Required action: In the entries below, find every line with the string "opening" and copy it.
*** Given data ***
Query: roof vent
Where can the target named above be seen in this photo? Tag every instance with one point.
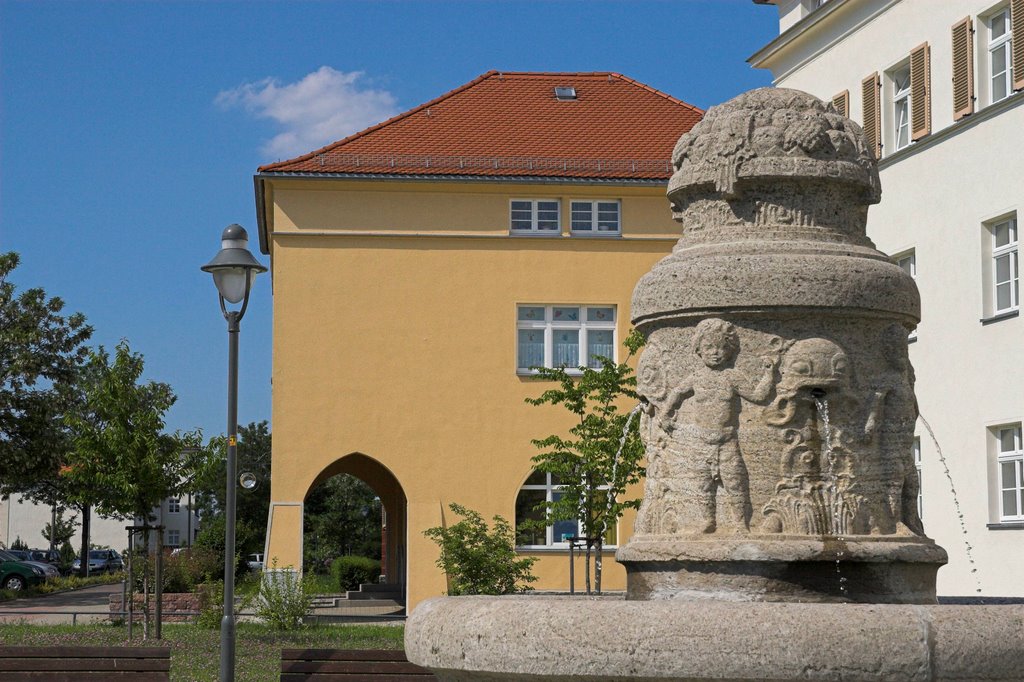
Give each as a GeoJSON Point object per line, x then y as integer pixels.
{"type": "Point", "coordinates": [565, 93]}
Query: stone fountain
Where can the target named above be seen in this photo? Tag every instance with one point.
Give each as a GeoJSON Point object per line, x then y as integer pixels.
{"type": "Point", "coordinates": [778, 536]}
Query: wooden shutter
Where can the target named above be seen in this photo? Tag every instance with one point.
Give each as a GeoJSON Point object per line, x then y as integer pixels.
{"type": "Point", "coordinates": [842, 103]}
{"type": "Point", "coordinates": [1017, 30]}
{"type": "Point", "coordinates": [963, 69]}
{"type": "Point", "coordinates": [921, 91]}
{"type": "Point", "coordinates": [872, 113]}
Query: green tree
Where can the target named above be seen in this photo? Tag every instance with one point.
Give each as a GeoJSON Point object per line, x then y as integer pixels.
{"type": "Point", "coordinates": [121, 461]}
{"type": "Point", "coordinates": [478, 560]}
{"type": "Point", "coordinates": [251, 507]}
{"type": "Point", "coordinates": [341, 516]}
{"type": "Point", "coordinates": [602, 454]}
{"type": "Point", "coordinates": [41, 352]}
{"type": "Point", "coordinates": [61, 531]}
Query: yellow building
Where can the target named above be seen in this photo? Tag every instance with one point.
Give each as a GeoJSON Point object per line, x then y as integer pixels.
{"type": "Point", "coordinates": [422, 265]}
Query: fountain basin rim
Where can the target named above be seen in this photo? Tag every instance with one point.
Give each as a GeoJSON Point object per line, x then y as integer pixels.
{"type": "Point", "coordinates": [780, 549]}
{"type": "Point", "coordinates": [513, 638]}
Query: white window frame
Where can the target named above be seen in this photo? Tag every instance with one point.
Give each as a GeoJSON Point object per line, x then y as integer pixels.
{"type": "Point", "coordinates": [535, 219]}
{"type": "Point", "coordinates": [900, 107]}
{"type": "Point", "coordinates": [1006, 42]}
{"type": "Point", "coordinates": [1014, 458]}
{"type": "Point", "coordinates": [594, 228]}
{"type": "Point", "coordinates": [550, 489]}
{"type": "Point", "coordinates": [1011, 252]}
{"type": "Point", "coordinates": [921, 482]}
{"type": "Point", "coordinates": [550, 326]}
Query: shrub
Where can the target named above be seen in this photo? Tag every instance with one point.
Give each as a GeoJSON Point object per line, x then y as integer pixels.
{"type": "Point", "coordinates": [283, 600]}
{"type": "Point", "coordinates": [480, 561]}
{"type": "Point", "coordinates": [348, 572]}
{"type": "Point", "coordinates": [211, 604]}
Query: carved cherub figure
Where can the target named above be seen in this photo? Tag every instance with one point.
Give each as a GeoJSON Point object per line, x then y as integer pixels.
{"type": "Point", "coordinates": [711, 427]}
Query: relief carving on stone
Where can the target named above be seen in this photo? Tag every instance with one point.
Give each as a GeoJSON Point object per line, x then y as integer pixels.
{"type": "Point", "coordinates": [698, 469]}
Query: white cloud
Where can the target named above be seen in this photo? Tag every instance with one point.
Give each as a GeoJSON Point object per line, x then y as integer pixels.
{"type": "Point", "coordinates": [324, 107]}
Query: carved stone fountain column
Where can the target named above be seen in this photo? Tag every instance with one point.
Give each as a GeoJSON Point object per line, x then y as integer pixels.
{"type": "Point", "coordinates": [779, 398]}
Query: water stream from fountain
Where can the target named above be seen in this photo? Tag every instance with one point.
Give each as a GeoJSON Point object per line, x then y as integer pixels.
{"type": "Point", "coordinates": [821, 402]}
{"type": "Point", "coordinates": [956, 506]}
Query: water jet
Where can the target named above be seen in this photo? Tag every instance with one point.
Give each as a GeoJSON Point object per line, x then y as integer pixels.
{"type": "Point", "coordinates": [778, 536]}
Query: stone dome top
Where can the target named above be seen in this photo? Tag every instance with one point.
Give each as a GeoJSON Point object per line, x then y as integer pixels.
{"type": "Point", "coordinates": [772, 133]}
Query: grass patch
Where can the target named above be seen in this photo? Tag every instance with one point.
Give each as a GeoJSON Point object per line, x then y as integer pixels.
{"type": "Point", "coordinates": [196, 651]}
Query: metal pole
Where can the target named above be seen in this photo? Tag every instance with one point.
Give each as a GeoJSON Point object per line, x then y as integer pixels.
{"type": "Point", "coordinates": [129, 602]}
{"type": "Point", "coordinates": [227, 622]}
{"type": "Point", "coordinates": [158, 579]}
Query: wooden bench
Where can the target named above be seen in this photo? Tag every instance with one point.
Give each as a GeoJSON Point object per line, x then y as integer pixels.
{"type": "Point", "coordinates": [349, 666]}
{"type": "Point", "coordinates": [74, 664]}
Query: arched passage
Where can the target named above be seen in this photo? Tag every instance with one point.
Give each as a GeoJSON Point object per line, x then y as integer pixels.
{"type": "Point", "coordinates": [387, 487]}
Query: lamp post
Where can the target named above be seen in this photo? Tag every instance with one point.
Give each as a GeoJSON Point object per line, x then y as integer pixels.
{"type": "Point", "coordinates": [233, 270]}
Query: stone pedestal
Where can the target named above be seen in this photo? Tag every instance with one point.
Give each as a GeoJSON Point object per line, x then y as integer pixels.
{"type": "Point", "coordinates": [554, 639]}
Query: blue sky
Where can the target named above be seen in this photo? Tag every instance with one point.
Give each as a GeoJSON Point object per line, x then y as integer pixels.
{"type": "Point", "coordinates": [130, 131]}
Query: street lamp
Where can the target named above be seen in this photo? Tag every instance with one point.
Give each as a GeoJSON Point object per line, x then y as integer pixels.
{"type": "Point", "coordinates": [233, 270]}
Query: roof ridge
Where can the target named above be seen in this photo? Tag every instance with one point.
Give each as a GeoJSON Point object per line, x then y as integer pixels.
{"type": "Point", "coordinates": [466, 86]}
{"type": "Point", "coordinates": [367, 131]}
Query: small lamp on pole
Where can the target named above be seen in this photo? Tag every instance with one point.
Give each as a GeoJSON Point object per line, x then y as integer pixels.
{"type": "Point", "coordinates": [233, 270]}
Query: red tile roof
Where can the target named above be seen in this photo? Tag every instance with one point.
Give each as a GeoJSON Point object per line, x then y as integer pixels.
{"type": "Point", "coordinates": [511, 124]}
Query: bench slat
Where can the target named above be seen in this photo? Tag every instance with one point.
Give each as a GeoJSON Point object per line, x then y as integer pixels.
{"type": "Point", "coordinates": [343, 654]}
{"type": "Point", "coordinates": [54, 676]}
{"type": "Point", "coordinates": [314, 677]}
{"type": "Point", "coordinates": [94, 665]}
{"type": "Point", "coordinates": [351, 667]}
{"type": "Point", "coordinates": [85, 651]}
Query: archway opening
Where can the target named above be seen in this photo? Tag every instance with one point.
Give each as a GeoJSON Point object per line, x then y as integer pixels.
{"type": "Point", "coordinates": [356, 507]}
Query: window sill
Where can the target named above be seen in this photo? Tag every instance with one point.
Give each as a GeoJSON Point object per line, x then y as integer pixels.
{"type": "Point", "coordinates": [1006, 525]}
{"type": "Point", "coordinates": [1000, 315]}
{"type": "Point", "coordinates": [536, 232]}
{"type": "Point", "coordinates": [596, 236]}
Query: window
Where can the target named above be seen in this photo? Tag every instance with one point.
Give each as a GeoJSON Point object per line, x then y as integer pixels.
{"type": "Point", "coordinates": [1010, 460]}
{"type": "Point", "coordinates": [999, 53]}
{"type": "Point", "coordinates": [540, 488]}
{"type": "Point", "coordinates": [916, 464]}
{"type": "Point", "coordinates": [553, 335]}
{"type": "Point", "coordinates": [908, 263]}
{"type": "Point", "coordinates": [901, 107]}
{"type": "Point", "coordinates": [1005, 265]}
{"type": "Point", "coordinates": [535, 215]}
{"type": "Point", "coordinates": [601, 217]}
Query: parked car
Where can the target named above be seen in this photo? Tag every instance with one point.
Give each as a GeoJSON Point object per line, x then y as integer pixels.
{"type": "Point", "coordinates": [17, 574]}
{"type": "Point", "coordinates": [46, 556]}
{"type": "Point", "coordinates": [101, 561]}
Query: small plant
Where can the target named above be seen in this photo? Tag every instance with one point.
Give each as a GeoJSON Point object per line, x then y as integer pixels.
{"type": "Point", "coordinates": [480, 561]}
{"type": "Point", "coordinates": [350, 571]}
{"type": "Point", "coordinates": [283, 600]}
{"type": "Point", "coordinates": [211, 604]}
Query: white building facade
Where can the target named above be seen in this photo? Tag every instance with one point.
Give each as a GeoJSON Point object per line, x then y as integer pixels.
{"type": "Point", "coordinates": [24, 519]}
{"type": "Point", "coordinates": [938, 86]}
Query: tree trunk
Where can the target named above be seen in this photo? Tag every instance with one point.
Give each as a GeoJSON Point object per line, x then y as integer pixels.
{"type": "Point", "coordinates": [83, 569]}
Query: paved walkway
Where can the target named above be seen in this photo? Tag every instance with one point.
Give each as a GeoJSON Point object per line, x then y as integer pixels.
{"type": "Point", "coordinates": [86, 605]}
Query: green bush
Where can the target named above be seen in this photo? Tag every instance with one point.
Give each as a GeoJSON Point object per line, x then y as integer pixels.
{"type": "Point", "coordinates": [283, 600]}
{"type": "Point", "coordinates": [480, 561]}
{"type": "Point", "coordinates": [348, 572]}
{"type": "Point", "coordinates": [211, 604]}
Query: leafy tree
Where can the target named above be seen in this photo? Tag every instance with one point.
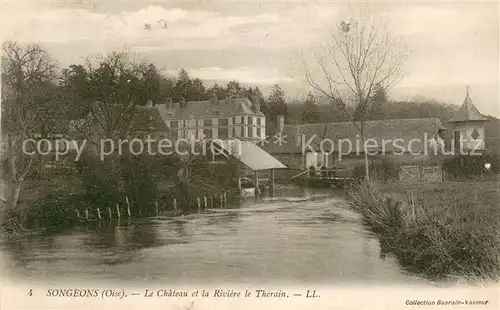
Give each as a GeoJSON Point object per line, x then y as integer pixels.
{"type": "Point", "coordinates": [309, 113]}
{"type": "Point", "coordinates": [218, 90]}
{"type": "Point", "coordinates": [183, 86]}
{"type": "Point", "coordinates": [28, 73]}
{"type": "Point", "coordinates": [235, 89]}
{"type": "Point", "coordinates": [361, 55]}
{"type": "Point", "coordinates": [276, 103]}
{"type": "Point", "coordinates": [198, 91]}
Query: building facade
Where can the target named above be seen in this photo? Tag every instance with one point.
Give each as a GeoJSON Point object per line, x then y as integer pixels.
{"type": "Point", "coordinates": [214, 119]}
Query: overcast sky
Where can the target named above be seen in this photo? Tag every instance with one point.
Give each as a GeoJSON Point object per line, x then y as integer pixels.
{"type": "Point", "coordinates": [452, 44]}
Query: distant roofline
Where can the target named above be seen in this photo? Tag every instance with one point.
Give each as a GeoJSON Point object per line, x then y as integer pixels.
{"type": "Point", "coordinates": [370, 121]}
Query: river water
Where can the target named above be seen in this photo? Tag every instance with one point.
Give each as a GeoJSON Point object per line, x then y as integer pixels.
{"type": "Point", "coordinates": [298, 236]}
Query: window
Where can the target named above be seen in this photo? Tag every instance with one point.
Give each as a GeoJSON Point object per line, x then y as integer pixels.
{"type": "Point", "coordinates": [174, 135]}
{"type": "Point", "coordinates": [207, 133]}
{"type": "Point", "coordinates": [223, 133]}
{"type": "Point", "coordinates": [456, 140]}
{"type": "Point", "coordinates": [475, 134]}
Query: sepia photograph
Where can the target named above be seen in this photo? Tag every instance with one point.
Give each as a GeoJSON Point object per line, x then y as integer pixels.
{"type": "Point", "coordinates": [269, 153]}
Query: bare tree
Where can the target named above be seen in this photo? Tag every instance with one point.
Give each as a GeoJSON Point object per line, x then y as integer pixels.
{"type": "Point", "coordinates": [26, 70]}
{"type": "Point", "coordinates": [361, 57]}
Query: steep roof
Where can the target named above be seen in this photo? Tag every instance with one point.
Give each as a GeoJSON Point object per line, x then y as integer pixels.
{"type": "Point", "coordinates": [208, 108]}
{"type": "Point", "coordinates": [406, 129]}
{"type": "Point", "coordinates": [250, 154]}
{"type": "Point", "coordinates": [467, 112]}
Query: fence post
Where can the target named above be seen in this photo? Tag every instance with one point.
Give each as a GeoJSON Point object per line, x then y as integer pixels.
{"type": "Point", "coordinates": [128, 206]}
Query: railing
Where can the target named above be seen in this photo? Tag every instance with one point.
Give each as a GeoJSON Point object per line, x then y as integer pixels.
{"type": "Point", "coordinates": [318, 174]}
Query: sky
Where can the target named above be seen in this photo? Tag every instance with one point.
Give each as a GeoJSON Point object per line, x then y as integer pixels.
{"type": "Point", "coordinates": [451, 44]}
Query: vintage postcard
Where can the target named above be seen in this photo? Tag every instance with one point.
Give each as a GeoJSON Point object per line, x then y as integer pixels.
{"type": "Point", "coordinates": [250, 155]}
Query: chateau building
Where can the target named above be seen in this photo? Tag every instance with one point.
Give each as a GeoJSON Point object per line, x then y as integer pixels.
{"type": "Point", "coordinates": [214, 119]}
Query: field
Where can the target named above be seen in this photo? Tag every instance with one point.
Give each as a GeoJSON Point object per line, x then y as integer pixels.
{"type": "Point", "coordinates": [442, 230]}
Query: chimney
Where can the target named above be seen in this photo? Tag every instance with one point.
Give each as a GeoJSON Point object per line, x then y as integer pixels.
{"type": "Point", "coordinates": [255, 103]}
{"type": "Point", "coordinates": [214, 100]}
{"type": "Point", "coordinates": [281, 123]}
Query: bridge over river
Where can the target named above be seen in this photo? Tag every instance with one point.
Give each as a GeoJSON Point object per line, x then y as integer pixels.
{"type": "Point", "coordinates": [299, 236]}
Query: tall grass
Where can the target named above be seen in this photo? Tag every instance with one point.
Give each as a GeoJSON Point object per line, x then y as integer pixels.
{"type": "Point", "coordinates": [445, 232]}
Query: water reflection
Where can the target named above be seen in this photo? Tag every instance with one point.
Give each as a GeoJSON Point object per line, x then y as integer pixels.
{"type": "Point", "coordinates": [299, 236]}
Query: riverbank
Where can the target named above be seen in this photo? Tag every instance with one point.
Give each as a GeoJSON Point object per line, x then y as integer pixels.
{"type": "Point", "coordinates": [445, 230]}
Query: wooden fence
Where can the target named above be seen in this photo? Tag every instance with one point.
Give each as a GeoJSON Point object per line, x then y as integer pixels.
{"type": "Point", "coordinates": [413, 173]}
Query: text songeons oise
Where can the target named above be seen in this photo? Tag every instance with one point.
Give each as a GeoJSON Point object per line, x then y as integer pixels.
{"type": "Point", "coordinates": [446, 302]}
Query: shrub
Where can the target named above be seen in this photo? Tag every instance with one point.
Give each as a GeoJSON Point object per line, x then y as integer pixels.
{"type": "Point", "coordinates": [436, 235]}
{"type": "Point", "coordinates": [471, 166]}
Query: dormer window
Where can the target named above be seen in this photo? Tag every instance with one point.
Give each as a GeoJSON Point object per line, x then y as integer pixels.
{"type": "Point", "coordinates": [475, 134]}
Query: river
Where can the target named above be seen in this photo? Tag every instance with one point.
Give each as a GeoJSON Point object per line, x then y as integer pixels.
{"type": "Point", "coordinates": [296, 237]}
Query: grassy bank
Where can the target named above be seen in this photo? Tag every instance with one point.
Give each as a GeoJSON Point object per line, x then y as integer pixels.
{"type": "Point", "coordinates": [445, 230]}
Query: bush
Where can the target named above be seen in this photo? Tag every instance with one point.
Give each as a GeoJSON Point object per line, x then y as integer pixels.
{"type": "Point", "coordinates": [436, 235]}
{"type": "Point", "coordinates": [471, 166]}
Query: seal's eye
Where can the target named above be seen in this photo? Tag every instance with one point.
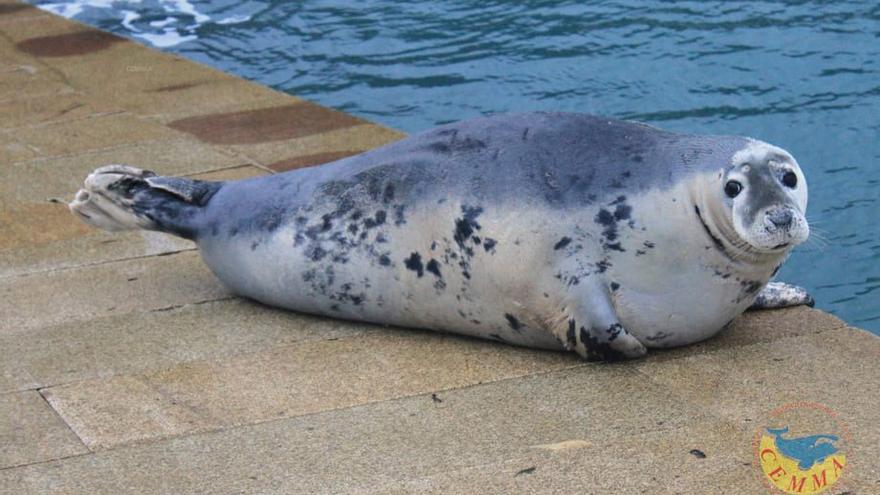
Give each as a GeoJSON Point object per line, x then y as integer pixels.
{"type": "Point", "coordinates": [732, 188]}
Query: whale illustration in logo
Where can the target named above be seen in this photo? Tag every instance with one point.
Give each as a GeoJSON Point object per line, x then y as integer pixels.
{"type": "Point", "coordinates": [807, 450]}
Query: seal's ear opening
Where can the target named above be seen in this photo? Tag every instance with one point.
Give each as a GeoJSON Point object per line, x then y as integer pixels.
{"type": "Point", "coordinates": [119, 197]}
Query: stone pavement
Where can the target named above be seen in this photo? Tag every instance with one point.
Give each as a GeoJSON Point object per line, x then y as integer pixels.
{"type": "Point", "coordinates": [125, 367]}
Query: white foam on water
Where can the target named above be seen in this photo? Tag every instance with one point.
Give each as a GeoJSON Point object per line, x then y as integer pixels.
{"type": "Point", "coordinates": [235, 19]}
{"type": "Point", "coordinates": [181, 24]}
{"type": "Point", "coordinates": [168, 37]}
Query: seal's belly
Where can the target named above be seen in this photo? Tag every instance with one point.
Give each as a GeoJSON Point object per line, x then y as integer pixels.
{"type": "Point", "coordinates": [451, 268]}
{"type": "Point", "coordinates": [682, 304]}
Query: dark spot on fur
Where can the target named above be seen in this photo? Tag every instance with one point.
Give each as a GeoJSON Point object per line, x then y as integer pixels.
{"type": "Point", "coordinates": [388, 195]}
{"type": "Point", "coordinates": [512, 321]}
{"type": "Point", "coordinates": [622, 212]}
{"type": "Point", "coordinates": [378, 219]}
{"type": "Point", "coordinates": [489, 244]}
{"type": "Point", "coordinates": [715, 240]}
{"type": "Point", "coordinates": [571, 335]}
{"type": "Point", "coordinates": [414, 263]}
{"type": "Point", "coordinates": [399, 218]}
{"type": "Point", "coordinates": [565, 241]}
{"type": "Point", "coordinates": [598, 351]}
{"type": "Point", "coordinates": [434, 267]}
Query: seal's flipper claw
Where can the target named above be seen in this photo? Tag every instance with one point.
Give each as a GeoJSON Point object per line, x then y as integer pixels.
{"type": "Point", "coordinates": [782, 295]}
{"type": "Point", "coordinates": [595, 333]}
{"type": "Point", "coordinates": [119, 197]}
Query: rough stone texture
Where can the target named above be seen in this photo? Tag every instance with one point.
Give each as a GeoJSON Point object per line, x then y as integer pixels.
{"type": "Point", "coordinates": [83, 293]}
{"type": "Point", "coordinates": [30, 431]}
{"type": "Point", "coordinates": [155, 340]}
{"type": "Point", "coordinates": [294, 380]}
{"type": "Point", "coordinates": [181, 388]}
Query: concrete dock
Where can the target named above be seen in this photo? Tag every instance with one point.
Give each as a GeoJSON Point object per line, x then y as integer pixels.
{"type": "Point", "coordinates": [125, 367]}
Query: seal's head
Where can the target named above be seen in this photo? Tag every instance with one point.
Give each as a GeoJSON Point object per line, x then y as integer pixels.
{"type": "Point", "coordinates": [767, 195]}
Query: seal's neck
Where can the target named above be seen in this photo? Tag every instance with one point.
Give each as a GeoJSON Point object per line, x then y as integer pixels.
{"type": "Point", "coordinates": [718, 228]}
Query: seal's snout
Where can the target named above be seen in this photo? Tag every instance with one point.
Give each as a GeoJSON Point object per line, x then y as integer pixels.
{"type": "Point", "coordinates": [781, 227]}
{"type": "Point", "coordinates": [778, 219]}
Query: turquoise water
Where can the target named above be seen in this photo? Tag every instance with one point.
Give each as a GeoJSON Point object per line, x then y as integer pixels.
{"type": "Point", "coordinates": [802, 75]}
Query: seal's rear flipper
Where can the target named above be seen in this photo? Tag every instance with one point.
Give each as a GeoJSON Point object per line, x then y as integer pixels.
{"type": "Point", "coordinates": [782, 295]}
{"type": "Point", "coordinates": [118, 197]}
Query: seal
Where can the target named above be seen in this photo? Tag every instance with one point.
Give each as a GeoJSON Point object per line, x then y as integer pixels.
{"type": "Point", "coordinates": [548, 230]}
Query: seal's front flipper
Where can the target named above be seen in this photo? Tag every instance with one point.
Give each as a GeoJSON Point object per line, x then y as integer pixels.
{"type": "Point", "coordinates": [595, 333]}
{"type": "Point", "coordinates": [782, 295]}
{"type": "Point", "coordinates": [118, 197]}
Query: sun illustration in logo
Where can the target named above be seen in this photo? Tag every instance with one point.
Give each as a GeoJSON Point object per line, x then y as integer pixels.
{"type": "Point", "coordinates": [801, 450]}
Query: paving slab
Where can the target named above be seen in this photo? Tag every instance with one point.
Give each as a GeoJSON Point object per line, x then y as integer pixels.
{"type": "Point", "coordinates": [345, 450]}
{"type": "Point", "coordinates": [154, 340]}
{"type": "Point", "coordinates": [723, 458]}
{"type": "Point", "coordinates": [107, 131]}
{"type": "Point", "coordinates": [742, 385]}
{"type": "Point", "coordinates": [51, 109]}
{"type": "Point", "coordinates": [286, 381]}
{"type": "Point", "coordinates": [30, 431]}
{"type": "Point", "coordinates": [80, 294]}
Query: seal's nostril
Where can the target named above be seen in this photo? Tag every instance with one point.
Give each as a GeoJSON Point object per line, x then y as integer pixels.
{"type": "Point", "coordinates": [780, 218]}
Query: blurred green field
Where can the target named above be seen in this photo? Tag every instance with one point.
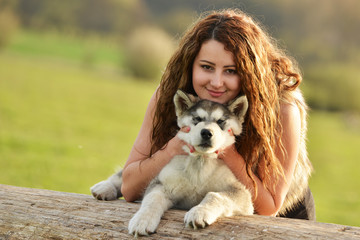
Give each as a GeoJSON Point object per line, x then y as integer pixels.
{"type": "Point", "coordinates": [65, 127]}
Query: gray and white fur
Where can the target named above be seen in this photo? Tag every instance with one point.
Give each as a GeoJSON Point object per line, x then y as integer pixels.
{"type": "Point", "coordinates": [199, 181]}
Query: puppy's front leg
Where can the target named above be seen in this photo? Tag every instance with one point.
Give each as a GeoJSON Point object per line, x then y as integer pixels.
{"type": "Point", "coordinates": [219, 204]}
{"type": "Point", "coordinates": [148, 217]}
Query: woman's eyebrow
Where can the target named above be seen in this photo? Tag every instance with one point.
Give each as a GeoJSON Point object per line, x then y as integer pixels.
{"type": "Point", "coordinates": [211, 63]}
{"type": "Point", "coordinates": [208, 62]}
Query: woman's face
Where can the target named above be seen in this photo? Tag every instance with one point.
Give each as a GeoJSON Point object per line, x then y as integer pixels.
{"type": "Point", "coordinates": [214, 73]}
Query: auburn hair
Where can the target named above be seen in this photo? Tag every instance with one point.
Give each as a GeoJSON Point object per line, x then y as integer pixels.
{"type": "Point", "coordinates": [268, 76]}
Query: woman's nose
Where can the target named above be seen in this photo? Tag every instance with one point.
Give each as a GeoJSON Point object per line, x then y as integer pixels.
*** End of Given data ***
Task solution:
Query: archway opening
Query: seal's ear opening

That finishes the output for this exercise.